(FRAGMENT UIT BRON):

== == ==

Ik sta op de Koninginneweg in Amsterdam, halte Emmastraat. Overal om me heen staan kraakhelder opgelapte huizen uit de tijd rond 1900, toen deze gegoede buurt om het Vondelpark heen werd gelegd. Of toen het Vondelpark ontstond door een stuk stadsbouw over te slaan. Of kun je een park ook als een stuk stadsbouw beschouwen?
Dit is een buurt vol herinneringen. Even verderop ben ik geboren, net als mijn vier jaar jongere zus (nou goed dan, drieëneenhalf, maar dat typt zo lastig). De eerste bijna vijf jaar van mijn leven heb ik in deze buurt doorgebracht. Uit die tijd kan ik me zonder moeite een serie zonnige beelden voor de geest halen. Zonnig en stoffig. Eindeloze rijen stenen huizen, in een plakkerige middagzon – in herinneringen regent het nooit. Zou dat komen omdat mijn ouders nooit foto’s maakten bij slecht weer? En dat herinneringen dus inderdaad gebaseerd zijn op foto’s, foto’s die ik als jong mannetje talloos vaak gezien heb en waar ik mijn versie van de feiten omheen heb gelegd, als een stuk stadsbouw om een stadspark?
Wat is waarheid? Alles waar ik me op kan baseren zijn mijn eigen waarnemingen. En die vertellen me momenteel dat je wel een blinde moet zijn om niet te zien hoeveel jonge, blanke, goed geklede, welgestelde moeders hier hun kroost in hippe houten bakfietsen naar school rijden. Eén voor één, als in een parade, komen ze uit een zijstraat te voorschijn en steken behoedzaam de Koninginneweg over. Laat ik oppassen niet te scherp te kijken. Want dan zou het handjevol heldere herinneringen dat ik nog heb - beelden van een vrolijk, zonnig, rommelig Amsterdam uit de vroege jaren 70 - wel eens op kunnen lossen in het niets. Het huidige niets van stille advocatenkantoren, kantoorgebouwen die “Vondelplaza” heten en onpersoonlijke budgethotels met Litouwse receptionistes die je niet aankijken als ze “bye” zeggen bij het uitchecken.

== == ==

(WAAR JE AAN WERKT): Kopieer letterlijk een deel van de tekst over de Koninginneweg hierboven: begin bij de woorden "Wat is waarheid?" en stop na de woorden "bij het uitchecken.".

(Gegevensitems):
== == ==

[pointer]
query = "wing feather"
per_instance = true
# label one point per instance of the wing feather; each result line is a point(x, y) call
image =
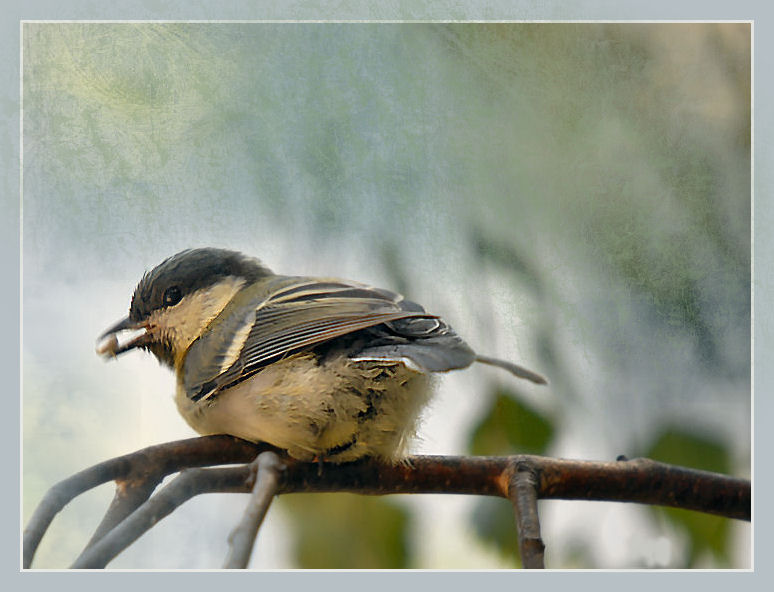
point(290, 315)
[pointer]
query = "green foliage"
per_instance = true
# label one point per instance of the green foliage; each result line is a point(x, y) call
point(511, 427)
point(346, 531)
point(706, 533)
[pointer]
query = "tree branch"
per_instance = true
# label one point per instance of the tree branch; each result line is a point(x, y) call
point(523, 479)
point(266, 471)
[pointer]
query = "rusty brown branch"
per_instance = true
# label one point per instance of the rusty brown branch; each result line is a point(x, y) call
point(638, 480)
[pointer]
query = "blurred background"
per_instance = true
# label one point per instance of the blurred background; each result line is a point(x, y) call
point(572, 197)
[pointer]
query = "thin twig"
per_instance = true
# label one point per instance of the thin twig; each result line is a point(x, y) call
point(189, 483)
point(159, 461)
point(129, 496)
point(266, 470)
point(638, 480)
point(523, 494)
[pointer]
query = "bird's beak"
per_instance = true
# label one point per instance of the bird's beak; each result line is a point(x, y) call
point(121, 337)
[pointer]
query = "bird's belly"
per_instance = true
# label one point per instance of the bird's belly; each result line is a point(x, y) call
point(338, 409)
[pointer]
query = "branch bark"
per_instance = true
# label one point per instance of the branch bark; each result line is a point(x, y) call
point(523, 479)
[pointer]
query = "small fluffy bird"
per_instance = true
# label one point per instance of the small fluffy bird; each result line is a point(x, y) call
point(327, 369)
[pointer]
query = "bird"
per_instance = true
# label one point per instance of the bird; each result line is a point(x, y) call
point(328, 370)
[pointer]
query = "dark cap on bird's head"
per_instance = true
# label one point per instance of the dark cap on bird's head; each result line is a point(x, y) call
point(187, 272)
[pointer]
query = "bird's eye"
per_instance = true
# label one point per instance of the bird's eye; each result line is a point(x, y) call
point(172, 296)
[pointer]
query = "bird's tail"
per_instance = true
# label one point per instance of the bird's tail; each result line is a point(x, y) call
point(514, 369)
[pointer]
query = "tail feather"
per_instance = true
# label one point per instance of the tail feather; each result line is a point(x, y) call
point(514, 369)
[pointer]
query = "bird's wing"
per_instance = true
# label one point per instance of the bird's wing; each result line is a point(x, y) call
point(292, 315)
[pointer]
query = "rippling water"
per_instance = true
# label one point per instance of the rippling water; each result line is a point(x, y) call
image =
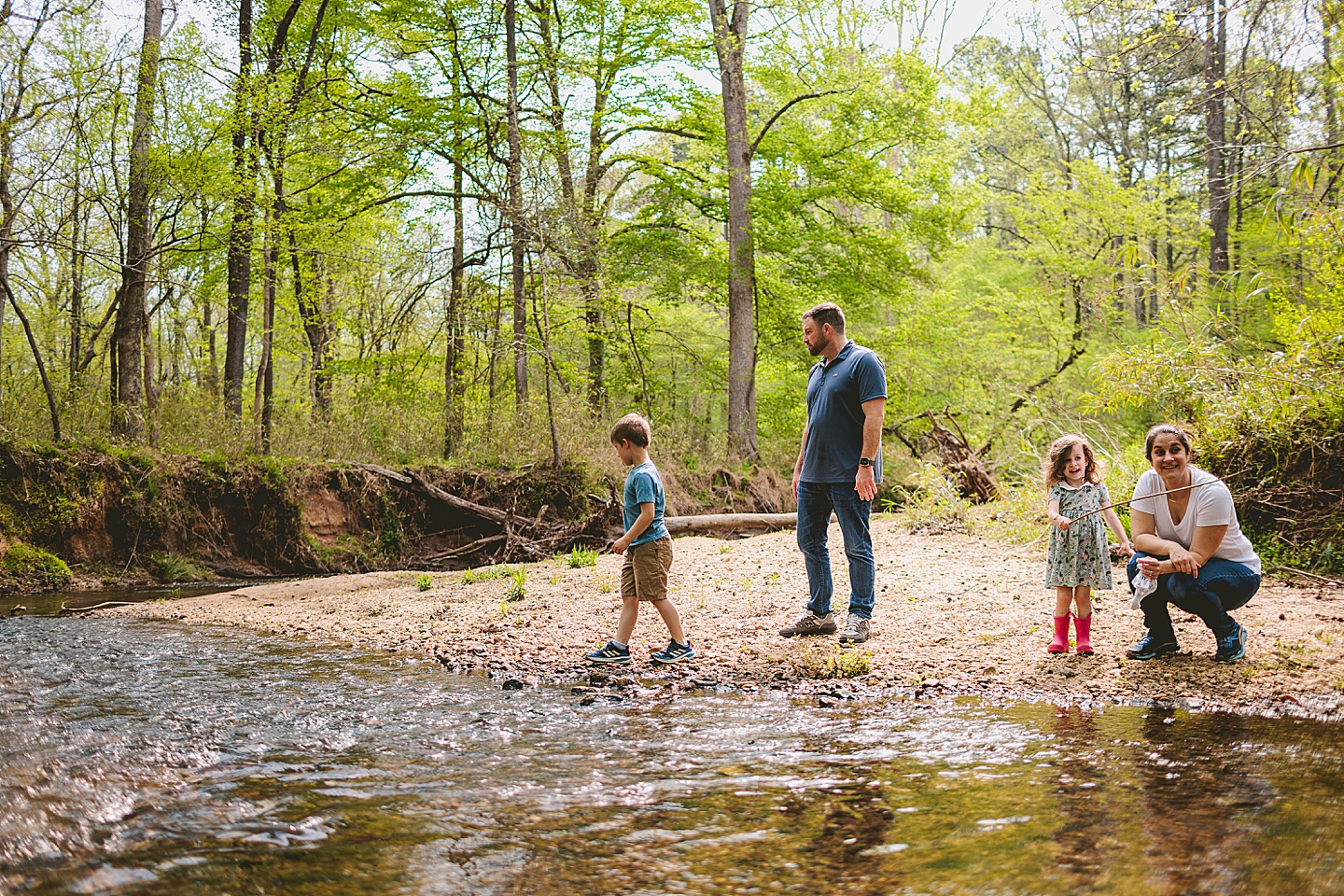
point(146, 758)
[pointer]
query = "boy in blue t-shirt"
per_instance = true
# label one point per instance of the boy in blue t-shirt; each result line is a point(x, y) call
point(647, 547)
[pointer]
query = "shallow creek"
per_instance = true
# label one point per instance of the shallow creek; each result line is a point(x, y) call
point(147, 758)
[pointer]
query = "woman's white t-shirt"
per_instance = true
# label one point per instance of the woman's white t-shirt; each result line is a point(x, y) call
point(1210, 504)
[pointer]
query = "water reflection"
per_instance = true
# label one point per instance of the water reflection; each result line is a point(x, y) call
point(147, 758)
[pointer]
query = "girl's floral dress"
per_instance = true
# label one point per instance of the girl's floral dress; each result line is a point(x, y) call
point(1080, 555)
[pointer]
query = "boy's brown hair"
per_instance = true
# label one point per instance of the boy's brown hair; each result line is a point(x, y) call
point(632, 428)
point(1058, 458)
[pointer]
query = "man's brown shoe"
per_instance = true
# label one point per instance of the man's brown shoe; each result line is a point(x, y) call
point(809, 623)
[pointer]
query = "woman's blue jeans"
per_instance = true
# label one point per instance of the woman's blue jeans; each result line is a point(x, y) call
point(1222, 586)
point(816, 503)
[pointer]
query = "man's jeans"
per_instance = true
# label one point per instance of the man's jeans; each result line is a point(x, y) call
point(1222, 586)
point(816, 501)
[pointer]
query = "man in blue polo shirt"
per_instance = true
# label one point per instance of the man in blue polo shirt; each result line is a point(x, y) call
point(837, 470)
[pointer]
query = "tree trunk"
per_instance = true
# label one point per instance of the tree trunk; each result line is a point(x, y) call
point(515, 207)
point(7, 214)
point(76, 285)
point(262, 394)
point(1329, 21)
point(241, 231)
point(454, 406)
point(128, 414)
point(1215, 134)
point(729, 43)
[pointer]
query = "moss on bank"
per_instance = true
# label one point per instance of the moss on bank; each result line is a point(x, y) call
point(24, 568)
point(132, 513)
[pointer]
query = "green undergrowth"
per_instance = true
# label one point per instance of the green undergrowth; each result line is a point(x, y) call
point(27, 568)
point(171, 568)
point(833, 664)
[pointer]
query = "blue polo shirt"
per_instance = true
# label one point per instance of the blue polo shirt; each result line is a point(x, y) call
point(836, 392)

== == ==

(JUISTE ANTWOORD):
Wat is waarheid? Alles waar ik me op kan baseren zijn mijn eigen waarnemingen. En die vertellen me momenteel dat je wel een blinde moet zijn om niet te zien hoeveel jonge, blanke, goed geklede, welgestelde moeders hier hun kroost in hippe houten bakfietsen naar school rijden. Eén voor één, als in een parade, komen ze uit een zijstraat te voorschijn en steken behoedzaam de Koninginneweg over. Laat ik oppassen niet te scherp te kijken. Want dan zou het handjevol heldere herinneringen dat ik nog heb - beelden van een vrolijk, zonnig, rommelig Amsterdam uit de vroege jaren 70 - wel eens op kunnen lossen in het niets. Het huidige niets van stille advocatenkantoren, kantoorgebouwen die “Vondelplaza” heten en onpersoonlijke budgethotels met Litouwse receptionistes die je niet aankijken als ze “bye” zeggen bij het uitchecken.